What the task requires: Return each line of the entries that holds the string "cloud".

Referring expression pointing data:
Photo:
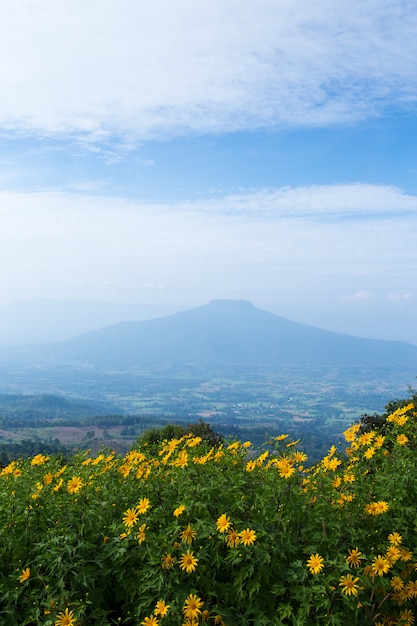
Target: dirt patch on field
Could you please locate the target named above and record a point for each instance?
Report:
(73, 434)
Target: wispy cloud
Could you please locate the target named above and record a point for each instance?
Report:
(160, 68)
(51, 240)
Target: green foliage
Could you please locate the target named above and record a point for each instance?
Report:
(180, 532)
(171, 431)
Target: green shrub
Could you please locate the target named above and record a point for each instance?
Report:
(199, 534)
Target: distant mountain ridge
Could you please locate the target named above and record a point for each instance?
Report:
(225, 332)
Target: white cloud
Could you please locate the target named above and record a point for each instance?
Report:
(158, 68)
(359, 296)
(49, 241)
(401, 298)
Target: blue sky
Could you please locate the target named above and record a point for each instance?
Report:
(174, 152)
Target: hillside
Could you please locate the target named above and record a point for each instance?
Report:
(224, 332)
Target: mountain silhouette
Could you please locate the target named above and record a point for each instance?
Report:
(226, 332)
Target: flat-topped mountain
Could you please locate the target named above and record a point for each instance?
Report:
(225, 332)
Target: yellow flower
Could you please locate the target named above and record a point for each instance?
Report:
(395, 538)
(188, 535)
(369, 453)
(39, 459)
(143, 506)
(58, 485)
(247, 537)
(250, 466)
(130, 517)
(167, 561)
(376, 508)
(179, 510)
(315, 563)
(192, 607)
(392, 554)
(150, 621)
(188, 562)
(74, 485)
(397, 583)
(232, 538)
(406, 617)
(161, 608)
(379, 440)
(24, 575)
(349, 585)
(223, 523)
(66, 618)
(402, 439)
(411, 589)
(334, 463)
(285, 467)
(406, 555)
(354, 558)
(141, 535)
(181, 460)
(299, 457)
(194, 442)
(47, 479)
(366, 438)
(380, 565)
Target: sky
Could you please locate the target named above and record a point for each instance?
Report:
(170, 152)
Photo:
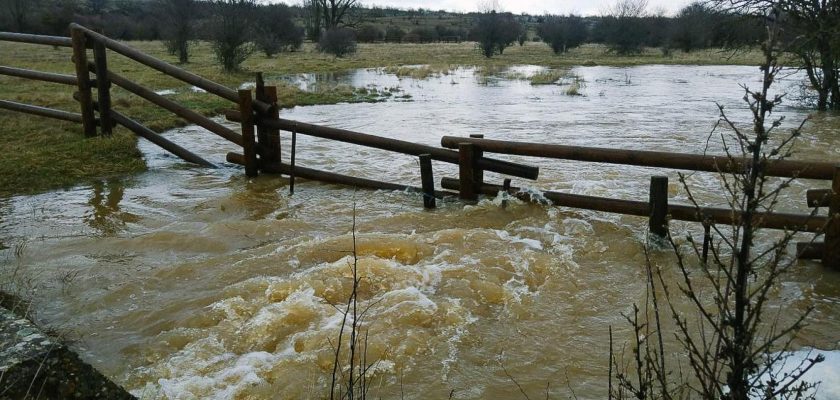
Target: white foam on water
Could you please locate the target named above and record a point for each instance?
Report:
(504, 235)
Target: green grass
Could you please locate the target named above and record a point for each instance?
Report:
(41, 154)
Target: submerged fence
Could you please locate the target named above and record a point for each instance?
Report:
(259, 137)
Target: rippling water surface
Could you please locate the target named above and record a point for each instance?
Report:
(193, 283)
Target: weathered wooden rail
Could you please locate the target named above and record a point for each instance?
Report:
(257, 114)
(657, 208)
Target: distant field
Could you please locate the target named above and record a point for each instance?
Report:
(41, 154)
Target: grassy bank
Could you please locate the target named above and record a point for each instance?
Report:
(41, 154)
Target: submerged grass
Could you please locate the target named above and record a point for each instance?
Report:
(547, 77)
(41, 154)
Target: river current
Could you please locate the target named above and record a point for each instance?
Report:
(185, 282)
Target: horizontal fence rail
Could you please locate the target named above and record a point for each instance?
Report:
(57, 41)
(176, 108)
(261, 148)
(331, 177)
(38, 75)
(804, 223)
(395, 145)
(41, 111)
(692, 162)
(168, 69)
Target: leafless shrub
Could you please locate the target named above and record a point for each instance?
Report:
(735, 344)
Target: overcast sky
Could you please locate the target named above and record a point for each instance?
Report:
(585, 7)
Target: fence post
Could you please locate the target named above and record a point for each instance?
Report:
(292, 161)
(103, 88)
(428, 181)
(83, 81)
(831, 249)
(466, 171)
(478, 172)
(248, 140)
(658, 220)
(268, 138)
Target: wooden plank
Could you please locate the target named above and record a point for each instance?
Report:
(168, 69)
(395, 145)
(57, 41)
(428, 181)
(679, 212)
(39, 76)
(292, 169)
(160, 141)
(272, 143)
(819, 197)
(323, 176)
(176, 108)
(478, 177)
(85, 96)
(659, 159)
(41, 111)
(658, 217)
(249, 145)
(103, 88)
(831, 250)
(466, 172)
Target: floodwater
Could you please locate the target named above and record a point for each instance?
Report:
(192, 283)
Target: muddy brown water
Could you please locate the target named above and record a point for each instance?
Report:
(191, 283)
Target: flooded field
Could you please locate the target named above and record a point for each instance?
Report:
(191, 283)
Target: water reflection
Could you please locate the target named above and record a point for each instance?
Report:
(198, 283)
(105, 215)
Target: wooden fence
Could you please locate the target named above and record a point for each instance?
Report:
(259, 137)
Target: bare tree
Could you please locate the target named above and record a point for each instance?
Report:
(622, 27)
(815, 28)
(312, 19)
(562, 32)
(336, 13)
(494, 31)
(178, 31)
(20, 12)
(736, 344)
(230, 32)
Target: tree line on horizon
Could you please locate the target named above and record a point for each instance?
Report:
(239, 27)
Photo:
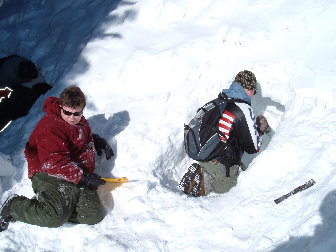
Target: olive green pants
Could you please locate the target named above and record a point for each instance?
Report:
(215, 179)
(57, 201)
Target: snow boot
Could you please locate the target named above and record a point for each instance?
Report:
(187, 180)
(5, 216)
(193, 181)
(198, 187)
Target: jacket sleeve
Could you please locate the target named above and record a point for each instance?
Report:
(245, 128)
(55, 156)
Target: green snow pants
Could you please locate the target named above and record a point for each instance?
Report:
(57, 202)
(215, 179)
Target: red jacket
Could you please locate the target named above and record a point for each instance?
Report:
(58, 148)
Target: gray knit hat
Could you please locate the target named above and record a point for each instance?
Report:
(247, 79)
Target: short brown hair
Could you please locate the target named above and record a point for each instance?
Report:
(73, 97)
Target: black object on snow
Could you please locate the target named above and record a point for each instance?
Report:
(296, 190)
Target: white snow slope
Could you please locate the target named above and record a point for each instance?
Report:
(146, 66)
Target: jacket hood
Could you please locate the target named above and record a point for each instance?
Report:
(236, 91)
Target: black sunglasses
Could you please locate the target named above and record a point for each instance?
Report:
(68, 113)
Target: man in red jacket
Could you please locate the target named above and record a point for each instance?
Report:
(61, 162)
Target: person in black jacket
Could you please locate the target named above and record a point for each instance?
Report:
(242, 132)
(21, 77)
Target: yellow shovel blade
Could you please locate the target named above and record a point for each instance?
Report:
(115, 180)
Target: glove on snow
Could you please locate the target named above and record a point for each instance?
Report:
(262, 125)
(101, 144)
(91, 181)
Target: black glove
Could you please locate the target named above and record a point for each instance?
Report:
(262, 125)
(102, 144)
(91, 181)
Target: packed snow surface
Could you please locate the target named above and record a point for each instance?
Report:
(146, 66)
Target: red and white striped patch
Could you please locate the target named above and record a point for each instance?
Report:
(225, 124)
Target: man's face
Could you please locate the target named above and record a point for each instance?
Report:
(249, 92)
(71, 115)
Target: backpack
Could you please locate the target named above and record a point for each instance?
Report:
(201, 135)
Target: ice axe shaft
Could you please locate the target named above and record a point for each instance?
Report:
(296, 190)
(116, 180)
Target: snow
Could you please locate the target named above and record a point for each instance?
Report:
(146, 66)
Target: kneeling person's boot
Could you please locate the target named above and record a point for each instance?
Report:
(193, 181)
(5, 216)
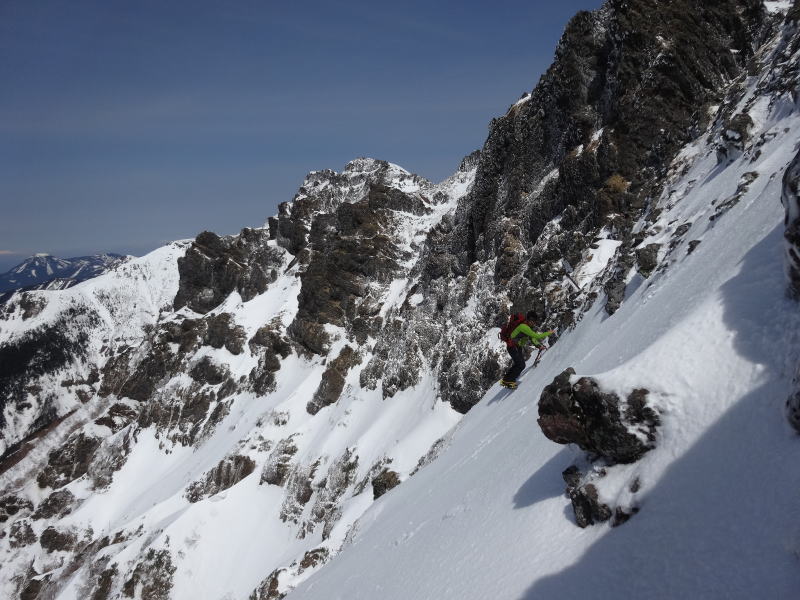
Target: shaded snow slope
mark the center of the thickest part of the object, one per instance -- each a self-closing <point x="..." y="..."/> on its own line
<point x="82" y="326"/>
<point x="713" y="337"/>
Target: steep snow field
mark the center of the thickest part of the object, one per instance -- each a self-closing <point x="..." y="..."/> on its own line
<point x="715" y="340"/>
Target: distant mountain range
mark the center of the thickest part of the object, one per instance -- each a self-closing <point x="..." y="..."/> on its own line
<point x="44" y="271"/>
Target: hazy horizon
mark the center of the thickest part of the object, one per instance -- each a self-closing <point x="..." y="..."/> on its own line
<point x="128" y="125"/>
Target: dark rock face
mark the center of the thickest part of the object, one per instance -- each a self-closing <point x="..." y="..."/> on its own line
<point x="327" y="509"/>
<point x="599" y="422"/>
<point x="214" y="266"/>
<point x="58" y="503"/>
<point x="11" y="505"/>
<point x="647" y="259"/>
<point x="207" y="371"/>
<point x="349" y="250"/>
<point x="791" y="204"/>
<point x="333" y="380"/>
<point x="21" y="534"/>
<point x="68" y="462"/>
<point x="586" y="504"/>
<point x="54" y="540"/>
<point x="117" y="417"/>
<point x="276" y="469"/>
<point x="270" y="346"/>
<point x="226" y="474"/>
<point x="268" y="589"/>
<point x="152" y="577"/>
<point x="384" y="482"/>
<point x="221" y="332"/>
<point x="40" y="352"/>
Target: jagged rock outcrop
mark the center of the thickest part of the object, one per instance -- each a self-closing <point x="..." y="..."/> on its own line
<point x="791" y="205"/>
<point x="333" y="380"/>
<point x="587" y="506"/>
<point x="384" y="482"/>
<point x="226" y="474"/>
<point x="598" y="422"/>
<point x="215" y="266"/>
<point x="375" y="264"/>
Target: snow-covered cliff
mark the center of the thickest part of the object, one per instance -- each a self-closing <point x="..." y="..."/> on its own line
<point x="310" y="408"/>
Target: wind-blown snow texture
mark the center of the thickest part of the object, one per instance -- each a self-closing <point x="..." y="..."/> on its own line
<point x="282" y="411"/>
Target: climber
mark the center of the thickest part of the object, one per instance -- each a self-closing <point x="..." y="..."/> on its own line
<point x="517" y="334"/>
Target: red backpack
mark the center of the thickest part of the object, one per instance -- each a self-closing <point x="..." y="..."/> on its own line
<point x="505" y="332"/>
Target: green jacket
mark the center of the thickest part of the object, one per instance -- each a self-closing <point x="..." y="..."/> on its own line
<point x="527" y="335"/>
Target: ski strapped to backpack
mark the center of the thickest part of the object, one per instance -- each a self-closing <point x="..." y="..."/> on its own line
<point x="513" y="322"/>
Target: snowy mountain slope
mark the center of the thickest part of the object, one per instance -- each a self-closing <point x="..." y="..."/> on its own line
<point x="71" y="334"/>
<point x="713" y="336"/>
<point x="41" y="269"/>
<point x="245" y="399"/>
<point x="305" y="466"/>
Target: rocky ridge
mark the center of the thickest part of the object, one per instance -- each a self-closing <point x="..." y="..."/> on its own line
<point x="269" y="355"/>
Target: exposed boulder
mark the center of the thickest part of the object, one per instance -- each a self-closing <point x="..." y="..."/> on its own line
<point x="117" y="417"/>
<point x="269" y="589"/>
<point x="11" y="505"/>
<point x="21" y="534"/>
<point x="313" y="558"/>
<point x="152" y="577"/>
<point x="58" y="504"/>
<point x="270" y="347"/>
<point x="598" y="422"/>
<point x="221" y="331"/>
<point x="207" y="371"/>
<point x="276" y="469"/>
<point x="384" y="482"/>
<point x="333" y="380"/>
<point x="791" y="205"/>
<point x="68" y="462"/>
<point x="55" y="540"/>
<point x="230" y="471"/>
<point x="327" y="508"/>
<point x="215" y="266"/>
<point x="734" y="137"/>
<point x="647" y="258"/>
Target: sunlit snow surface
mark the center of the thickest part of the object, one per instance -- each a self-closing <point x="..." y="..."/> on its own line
<point x="715" y="341"/>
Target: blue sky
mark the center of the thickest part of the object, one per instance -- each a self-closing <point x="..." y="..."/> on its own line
<point x="126" y="124"/>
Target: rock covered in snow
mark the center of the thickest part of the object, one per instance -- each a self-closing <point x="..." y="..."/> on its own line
<point x="580" y="412"/>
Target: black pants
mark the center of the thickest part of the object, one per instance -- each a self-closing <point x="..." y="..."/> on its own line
<point x="518" y="363"/>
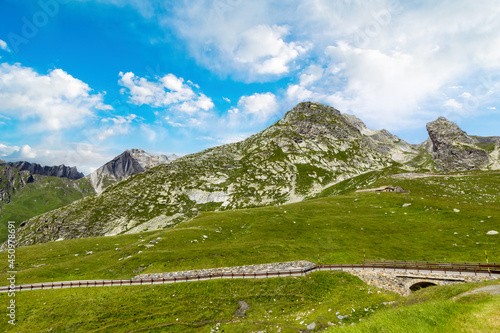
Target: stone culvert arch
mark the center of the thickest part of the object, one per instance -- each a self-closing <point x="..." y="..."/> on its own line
<point x="415" y="286"/>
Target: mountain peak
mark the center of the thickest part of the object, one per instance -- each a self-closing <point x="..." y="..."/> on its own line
<point x="453" y="149"/>
<point x="61" y="171"/>
<point x="130" y="162"/>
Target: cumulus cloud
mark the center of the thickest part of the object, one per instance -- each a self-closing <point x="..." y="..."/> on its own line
<point x="56" y="100"/>
<point x="169" y="91"/>
<point x="118" y="125"/>
<point x="262" y="48"/>
<point x="8" y="150"/>
<point x="4" y="46"/>
<point x="261" y="107"/>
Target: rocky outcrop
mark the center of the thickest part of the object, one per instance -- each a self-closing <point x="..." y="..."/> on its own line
<point x="453" y="149"/>
<point x="52" y="171"/>
<point x="129" y="163"/>
<point x="12" y="180"/>
<point x="313" y="147"/>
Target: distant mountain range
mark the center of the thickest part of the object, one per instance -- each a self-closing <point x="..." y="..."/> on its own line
<point x="311" y="149"/>
<point x="129" y="163"/>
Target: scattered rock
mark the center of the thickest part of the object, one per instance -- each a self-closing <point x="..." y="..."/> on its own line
<point x="244" y="307"/>
<point x="311" y="327"/>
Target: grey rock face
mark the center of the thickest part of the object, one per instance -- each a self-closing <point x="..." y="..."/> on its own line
<point x="129" y="163"/>
<point x="53" y="171"/>
<point x="453" y="149"/>
<point x="311" y="148"/>
<point x="12" y="180"/>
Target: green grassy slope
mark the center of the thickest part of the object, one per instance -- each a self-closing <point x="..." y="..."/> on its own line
<point x="332" y="229"/>
<point x="41" y="197"/>
<point x="436" y="310"/>
<point x="289" y="303"/>
<point x="326" y="230"/>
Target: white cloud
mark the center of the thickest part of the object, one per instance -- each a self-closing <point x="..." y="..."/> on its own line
<point x="8" y="150"/>
<point x="4" y="46"/>
<point x="263" y="49"/>
<point x="452" y="103"/>
<point x="56" y="100"/>
<point x="118" y="125"/>
<point x="260" y="106"/>
<point x="168" y="91"/>
<point x="297" y="93"/>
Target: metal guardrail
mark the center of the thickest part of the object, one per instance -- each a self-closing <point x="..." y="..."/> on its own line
<point x="432" y="267"/>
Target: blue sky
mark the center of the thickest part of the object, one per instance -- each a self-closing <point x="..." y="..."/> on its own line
<point x="83" y="80"/>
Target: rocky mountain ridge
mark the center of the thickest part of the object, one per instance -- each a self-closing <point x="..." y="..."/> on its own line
<point x="454" y="150"/>
<point x="310" y="149"/>
<point x="128" y="163"/>
<point x="61" y="171"/>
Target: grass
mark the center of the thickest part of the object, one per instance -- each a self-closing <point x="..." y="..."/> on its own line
<point x="40" y="197"/>
<point x="436" y="310"/>
<point x="287" y="303"/>
<point x="332" y="229"/>
<point x="325" y="230"/>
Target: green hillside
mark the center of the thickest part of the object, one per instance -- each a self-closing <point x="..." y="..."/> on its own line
<point x="332" y="229"/>
<point x="40" y="197"/>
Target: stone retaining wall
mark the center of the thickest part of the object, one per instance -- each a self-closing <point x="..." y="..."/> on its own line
<point x="250" y="269"/>
<point x="400" y="282"/>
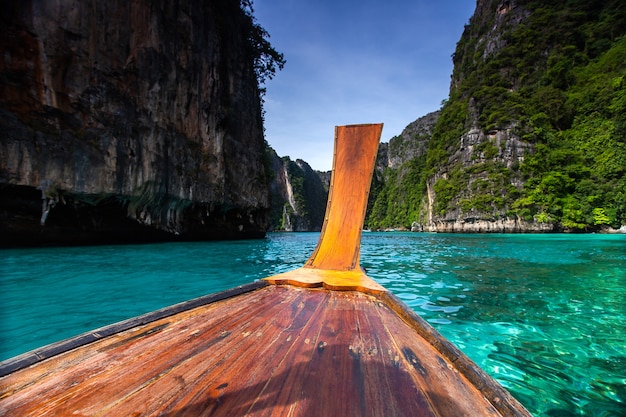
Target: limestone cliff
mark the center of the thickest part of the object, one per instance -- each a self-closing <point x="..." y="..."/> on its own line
<point x="129" y="121"/>
<point x="298" y="195"/>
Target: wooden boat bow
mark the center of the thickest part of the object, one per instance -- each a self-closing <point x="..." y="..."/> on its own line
<point x="334" y="263"/>
<point x="322" y="340"/>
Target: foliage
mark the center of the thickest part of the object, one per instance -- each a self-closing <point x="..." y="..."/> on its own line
<point x="553" y="74"/>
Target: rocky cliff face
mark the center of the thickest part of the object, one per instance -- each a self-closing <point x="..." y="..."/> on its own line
<point x="298" y="195"/>
<point x="129" y="120"/>
<point x="531" y="138"/>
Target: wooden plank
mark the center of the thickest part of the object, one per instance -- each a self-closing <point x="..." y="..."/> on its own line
<point x="277" y="351"/>
<point x="353" y="164"/>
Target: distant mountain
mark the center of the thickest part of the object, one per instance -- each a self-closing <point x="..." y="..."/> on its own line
<point x="298" y="194"/>
<point x="533" y="134"/>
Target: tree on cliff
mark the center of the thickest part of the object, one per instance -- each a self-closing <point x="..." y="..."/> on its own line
<point x="534" y="128"/>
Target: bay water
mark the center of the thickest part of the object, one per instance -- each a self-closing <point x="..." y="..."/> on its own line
<point x="543" y="314"/>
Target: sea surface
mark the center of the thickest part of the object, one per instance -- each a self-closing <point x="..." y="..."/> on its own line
<point x="545" y="315"/>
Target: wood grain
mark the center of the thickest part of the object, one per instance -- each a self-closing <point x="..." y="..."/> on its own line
<point x="275" y="351"/>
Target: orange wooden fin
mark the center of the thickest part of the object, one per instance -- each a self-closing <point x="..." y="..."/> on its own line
<point x="335" y="262"/>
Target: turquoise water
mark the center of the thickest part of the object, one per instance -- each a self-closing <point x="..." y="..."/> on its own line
<point x="543" y="314"/>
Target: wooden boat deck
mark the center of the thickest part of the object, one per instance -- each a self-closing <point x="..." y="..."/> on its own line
<point x="273" y="351"/>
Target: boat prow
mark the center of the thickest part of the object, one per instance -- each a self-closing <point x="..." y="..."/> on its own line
<point x="322" y="340"/>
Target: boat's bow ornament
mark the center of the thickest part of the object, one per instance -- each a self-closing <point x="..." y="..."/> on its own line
<point x="335" y="262"/>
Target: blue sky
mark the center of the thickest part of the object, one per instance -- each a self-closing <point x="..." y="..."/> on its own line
<point x="353" y="62"/>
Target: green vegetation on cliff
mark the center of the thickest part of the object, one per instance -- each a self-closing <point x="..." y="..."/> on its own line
<point x="548" y="76"/>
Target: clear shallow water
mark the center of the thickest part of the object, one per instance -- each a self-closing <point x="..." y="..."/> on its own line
<point x="543" y="314"/>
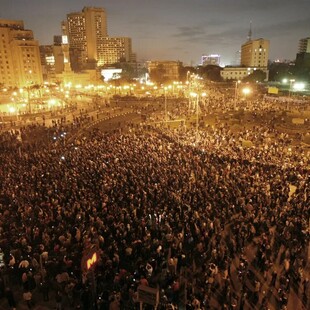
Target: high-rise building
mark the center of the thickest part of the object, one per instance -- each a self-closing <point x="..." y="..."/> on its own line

Solution for this task:
Target: wispy cloud
Target: white cloud
Target: cumulus cloud
Target: white cloud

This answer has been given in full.